[Start RECORDS SHOWN]

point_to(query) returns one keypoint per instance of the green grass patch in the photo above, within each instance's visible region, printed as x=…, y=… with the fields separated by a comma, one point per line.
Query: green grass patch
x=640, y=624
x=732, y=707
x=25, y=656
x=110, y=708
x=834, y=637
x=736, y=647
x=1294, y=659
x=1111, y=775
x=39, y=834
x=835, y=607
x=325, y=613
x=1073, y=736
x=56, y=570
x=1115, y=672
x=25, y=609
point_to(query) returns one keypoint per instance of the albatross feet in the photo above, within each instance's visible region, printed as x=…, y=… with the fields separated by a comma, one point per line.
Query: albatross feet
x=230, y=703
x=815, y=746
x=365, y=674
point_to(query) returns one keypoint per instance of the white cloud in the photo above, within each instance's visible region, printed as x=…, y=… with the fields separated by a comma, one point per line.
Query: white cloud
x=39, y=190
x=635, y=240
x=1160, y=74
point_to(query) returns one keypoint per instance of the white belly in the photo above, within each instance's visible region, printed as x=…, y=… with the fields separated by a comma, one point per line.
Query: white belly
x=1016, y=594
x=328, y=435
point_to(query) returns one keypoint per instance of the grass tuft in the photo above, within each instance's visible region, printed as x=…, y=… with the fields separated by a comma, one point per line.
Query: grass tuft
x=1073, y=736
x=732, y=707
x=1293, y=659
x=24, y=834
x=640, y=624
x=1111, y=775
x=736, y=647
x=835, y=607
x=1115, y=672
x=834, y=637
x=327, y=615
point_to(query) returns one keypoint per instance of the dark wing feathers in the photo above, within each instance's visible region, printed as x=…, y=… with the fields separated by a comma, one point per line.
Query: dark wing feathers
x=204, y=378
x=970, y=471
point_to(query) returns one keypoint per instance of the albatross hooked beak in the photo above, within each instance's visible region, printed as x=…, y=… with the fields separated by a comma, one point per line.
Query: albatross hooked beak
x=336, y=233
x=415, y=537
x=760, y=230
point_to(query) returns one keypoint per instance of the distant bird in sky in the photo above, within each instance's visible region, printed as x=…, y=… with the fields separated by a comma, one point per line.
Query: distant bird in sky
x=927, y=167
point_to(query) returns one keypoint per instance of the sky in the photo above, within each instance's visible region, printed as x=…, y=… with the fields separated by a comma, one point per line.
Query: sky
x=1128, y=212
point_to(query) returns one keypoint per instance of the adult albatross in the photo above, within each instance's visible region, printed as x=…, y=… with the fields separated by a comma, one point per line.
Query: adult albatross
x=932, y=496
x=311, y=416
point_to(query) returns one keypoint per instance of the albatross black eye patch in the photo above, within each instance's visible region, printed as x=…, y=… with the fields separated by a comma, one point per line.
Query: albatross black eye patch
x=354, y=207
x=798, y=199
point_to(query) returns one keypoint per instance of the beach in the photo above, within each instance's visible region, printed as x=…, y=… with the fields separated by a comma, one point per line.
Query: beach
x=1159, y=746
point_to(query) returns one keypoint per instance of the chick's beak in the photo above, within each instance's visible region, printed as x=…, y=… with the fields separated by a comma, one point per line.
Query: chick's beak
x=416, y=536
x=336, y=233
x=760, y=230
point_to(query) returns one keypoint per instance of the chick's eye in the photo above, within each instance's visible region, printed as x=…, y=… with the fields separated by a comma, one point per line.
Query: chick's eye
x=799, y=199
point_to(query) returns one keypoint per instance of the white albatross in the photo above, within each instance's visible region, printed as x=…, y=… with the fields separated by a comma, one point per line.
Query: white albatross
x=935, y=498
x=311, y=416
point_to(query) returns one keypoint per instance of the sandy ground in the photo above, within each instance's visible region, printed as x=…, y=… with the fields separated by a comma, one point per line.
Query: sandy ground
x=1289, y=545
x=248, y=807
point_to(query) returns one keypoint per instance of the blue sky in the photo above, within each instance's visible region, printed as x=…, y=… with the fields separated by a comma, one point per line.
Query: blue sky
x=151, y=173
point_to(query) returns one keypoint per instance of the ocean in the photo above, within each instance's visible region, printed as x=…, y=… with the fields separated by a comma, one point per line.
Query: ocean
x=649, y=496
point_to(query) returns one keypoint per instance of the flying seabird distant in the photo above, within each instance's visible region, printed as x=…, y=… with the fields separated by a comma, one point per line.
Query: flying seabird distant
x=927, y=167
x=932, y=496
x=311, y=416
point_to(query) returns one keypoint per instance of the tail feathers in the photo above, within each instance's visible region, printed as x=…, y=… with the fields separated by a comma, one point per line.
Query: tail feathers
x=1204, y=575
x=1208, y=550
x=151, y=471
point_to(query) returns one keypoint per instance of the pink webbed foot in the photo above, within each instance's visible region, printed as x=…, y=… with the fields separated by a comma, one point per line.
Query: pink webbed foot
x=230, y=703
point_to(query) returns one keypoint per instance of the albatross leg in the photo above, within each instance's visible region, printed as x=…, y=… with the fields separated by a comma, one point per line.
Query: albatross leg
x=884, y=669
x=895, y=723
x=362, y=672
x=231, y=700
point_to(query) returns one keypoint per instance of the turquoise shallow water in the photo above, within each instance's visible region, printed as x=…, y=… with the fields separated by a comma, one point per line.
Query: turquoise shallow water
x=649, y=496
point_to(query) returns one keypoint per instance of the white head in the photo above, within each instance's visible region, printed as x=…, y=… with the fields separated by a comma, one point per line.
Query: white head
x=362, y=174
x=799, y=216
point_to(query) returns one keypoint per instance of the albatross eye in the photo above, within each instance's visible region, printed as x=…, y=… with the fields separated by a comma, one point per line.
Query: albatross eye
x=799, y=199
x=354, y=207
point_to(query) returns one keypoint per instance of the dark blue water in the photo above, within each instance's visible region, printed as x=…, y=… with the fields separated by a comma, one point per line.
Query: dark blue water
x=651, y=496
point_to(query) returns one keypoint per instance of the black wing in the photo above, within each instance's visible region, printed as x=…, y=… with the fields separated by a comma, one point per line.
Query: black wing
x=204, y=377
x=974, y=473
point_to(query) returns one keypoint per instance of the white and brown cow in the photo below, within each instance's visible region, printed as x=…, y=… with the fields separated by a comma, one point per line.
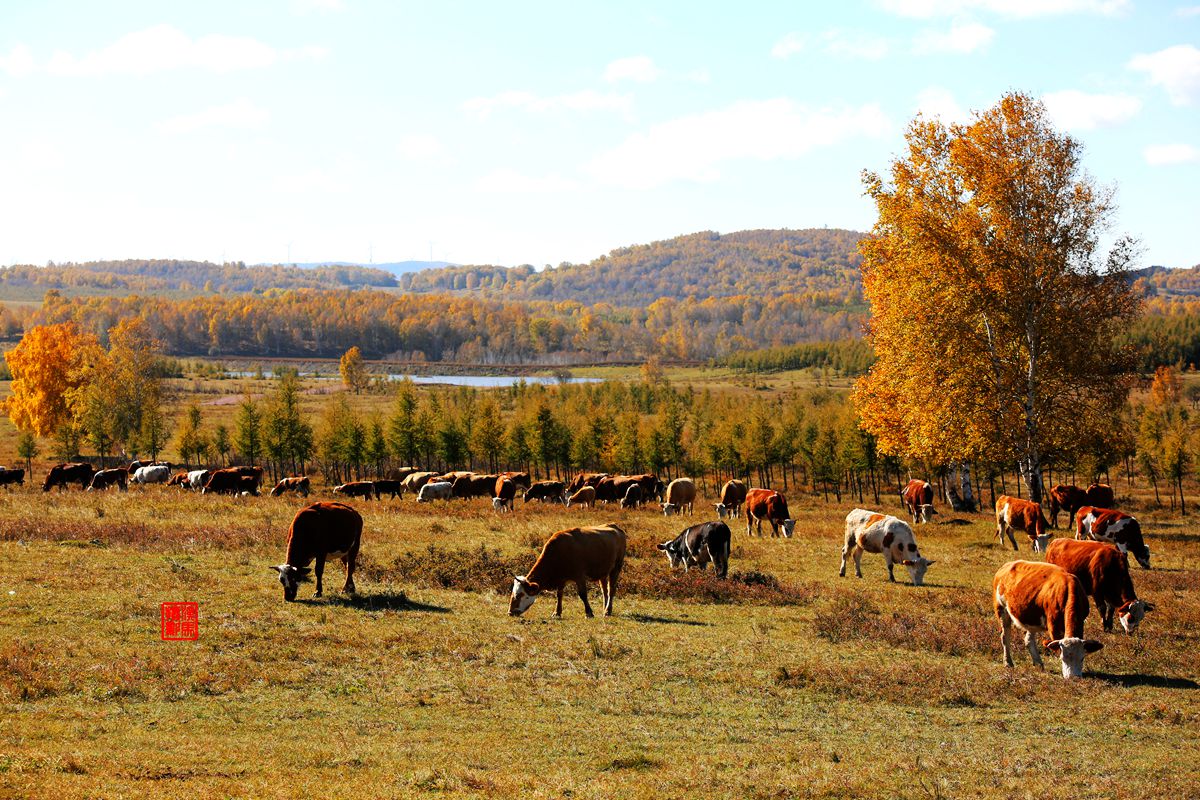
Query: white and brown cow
x=1043, y=599
x=1014, y=513
x=868, y=531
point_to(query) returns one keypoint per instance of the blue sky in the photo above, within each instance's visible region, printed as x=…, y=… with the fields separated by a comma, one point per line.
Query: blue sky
x=543, y=132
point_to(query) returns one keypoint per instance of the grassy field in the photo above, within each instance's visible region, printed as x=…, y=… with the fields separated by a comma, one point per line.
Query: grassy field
x=784, y=681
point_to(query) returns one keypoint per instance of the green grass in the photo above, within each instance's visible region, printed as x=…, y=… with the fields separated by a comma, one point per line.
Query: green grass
x=424, y=686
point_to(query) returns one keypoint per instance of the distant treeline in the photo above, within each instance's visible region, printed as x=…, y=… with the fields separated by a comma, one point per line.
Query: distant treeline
x=137, y=276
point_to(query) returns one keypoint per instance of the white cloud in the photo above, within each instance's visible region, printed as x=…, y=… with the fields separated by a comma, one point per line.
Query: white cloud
x=1158, y=155
x=581, y=101
x=693, y=148
x=963, y=37
x=18, y=62
x=939, y=103
x=1176, y=70
x=1077, y=110
x=636, y=67
x=238, y=114
x=162, y=48
x=790, y=44
x=510, y=181
x=1003, y=7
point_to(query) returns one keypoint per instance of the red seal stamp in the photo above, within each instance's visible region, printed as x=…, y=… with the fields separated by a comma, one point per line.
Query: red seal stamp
x=180, y=621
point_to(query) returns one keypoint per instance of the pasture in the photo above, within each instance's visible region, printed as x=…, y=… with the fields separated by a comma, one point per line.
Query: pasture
x=783, y=681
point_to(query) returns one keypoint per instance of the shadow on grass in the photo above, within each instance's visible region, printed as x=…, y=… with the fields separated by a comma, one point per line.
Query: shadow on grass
x=382, y=601
x=666, y=620
x=1138, y=679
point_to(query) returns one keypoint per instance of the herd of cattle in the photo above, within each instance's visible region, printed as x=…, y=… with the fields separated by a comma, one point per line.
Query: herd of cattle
x=1039, y=597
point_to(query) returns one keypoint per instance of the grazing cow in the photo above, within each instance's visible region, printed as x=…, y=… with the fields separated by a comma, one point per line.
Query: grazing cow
x=435, y=491
x=300, y=485
x=733, y=494
x=75, y=473
x=1104, y=573
x=577, y=554
x=505, y=489
x=586, y=495
x=364, y=489
x=10, y=476
x=154, y=474
x=1043, y=599
x=1013, y=513
x=321, y=531
x=772, y=506
x=918, y=499
x=106, y=477
x=388, y=486
x=1116, y=528
x=545, y=491
x=633, y=498
x=1099, y=495
x=875, y=533
x=699, y=545
x=1067, y=498
x=681, y=494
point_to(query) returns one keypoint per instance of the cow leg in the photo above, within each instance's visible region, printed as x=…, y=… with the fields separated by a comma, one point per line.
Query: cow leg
x=582, y=587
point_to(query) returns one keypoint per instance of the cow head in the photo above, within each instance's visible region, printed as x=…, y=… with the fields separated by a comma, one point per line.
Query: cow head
x=291, y=577
x=1132, y=613
x=1072, y=651
x=523, y=594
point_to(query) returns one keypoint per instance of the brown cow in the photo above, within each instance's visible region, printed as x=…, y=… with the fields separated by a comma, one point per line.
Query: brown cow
x=1043, y=599
x=733, y=494
x=574, y=555
x=1067, y=498
x=364, y=489
x=75, y=473
x=918, y=499
x=1104, y=573
x=299, y=483
x=1013, y=513
x=321, y=531
x=772, y=506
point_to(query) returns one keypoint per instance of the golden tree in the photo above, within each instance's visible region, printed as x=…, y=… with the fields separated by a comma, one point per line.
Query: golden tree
x=993, y=307
x=48, y=366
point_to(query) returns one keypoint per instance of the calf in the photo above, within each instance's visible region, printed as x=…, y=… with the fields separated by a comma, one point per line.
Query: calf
x=1066, y=498
x=574, y=555
x=1116, y=528
x=1104, y=573
x=321, y=531
x=300, y=485
x=364, y=489
x=681, y=494
x=585, y=497
x=699, y=545
x=1013, y=513
x=1043, y=599
x=733, y=494
x=875, y=533
x=918, y=499
x=772, y=506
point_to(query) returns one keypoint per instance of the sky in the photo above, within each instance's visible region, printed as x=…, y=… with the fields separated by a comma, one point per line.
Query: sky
x=546, y=132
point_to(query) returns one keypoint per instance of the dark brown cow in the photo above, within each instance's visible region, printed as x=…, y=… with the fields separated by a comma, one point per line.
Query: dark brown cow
x=1067, y=498
x=1104, y=573
x=60, y=475
x=772, y=506
x=918, y=499
x=364, y=489
x=574, y=555
x=321, y=531
x=299, y=483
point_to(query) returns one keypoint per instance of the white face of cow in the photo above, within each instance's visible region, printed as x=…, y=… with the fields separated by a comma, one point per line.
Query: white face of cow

[End RECORDS SHOWN]

**INSTRUCTIONS TO FOLLOW:**
Reproduce word for word the lines above, beginning with the line that contains "point_to(query) returns one keypoint per instance of the red" and running through the line that contains "x=180, y=621", with both of those lines included.

**THE ANSWER:**
point_to(query) returns one keypoint per instance of the red seal stamp in the photo above, within each instance's visible region, printed as x=…, y=… with the fields separated by a comma, one point per line.
Query: red seal stamp
x=180, y=621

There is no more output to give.